[start of DATASET RECORDS]
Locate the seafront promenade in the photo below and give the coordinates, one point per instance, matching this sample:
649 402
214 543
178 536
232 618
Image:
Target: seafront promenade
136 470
[end of DATASET RECORDS]
**SHORT EXERCISE**
Reproduce the entire listing above, requests included, multiplying every coordinate in the answers by 1.8 and rounding to whole numbers, halves up. Leave the numbers in the requests and their format samples as they are.

**ANSWER TO THE TASK**
Locate the seafront promenade in the photo below and give the coordinates, one point per instance, matching this sample:
649 402
214 543
178 536
232 618
Image:
Target: seafront promenade
245 846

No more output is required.